/---

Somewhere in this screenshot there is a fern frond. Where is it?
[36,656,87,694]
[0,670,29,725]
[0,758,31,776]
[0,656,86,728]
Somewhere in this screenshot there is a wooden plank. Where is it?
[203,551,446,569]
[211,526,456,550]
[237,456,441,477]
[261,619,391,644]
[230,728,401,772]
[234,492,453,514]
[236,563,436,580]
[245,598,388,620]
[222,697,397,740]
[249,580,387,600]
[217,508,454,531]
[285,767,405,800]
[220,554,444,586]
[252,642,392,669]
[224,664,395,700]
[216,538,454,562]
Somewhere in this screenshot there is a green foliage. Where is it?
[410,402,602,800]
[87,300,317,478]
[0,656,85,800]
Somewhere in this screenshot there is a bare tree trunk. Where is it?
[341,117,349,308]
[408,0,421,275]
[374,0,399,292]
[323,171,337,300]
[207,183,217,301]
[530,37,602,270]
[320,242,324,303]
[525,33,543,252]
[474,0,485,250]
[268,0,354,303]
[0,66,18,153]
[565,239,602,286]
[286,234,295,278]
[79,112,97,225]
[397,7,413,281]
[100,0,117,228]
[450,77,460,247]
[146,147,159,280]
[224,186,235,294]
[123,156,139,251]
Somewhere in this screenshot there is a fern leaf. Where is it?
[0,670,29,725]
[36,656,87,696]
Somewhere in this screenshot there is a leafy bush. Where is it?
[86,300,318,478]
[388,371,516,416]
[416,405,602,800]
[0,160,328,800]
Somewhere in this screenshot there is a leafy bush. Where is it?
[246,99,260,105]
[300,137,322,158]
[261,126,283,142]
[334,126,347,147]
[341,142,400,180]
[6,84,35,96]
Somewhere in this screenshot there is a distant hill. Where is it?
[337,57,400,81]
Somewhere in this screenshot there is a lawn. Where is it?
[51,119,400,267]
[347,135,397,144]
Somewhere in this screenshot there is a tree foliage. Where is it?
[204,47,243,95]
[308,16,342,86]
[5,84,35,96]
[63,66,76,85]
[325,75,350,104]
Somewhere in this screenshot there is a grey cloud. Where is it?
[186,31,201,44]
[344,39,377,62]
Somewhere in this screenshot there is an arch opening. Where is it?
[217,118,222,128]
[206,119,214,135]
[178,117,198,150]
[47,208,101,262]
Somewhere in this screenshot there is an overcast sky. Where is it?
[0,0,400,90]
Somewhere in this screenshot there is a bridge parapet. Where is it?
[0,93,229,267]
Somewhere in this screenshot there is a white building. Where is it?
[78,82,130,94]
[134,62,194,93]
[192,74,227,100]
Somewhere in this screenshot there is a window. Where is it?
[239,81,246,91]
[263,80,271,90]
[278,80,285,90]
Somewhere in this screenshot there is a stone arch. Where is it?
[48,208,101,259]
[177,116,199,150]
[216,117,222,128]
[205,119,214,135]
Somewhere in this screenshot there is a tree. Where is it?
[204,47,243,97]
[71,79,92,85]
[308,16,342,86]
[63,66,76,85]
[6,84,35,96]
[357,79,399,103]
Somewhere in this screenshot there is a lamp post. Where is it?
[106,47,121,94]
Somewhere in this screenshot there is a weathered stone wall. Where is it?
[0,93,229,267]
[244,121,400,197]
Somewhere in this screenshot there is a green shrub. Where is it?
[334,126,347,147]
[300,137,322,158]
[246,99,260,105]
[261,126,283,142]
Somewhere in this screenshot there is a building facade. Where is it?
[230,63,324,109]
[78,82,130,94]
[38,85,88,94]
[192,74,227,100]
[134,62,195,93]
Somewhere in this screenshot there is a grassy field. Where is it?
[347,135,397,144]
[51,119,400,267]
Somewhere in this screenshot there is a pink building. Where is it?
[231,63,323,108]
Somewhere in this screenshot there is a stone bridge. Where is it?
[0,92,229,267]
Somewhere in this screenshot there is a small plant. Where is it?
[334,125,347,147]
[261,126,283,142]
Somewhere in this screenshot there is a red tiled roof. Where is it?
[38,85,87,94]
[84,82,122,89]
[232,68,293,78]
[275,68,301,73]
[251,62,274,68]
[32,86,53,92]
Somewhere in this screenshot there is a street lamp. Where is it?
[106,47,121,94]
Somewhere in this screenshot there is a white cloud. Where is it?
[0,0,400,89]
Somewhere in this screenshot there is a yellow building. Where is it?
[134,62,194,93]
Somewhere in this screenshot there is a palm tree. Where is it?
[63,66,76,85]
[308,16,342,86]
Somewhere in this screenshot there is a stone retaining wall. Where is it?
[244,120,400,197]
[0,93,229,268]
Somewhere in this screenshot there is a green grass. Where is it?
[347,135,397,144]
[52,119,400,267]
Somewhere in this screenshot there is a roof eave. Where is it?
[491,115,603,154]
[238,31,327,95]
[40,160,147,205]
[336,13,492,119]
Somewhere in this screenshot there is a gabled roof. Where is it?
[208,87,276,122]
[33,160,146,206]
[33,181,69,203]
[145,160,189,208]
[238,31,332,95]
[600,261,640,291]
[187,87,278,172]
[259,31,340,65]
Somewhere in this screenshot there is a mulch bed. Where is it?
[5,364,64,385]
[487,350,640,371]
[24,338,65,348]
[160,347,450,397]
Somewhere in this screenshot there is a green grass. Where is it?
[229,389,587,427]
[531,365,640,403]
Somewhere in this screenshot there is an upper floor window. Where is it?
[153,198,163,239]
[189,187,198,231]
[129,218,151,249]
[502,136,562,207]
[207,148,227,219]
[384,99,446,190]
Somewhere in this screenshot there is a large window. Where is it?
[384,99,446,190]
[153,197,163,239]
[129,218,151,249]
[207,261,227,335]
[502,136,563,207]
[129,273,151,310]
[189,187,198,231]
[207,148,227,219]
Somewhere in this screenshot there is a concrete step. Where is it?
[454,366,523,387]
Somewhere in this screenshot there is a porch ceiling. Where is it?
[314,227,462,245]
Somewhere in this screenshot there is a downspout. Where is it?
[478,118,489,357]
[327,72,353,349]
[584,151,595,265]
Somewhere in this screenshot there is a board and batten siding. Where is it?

\---

*Direction*: Add 133 to every bounding-box coordinate in the entries from the first line to the line with "[0,656,85,800]", and write out all of those lines again, requests included.

*Written answer*:
Somewhere in this screenshot there is a fern frond. Where is it?
[169,789,220,827]
[133,803,162,858]
[133,891,164,909]
[133,789,219,861]
Somewhere in this screenshot there is a wooden plank. Where is it?
[336,684,579,702]
[344,659,589,683]
[370,589,574,610]
[394,752,524,777]
[363,861,534,905]
[367,625,586,647]
[369,696,569,713]
[378,731,521,753]
[355,830,530,873]
[382,713,520,733]
[350,641,587,664]
[418,900,538,933]
[353,687,577,719]
[385,775,525,802]
[357,797,528,833]
[349,671,587,695]
Somewhere in this screenshot there is a green foliage. Where is it?
[543,535,735,933]
[220,433,450,611]
[133,789,218,933]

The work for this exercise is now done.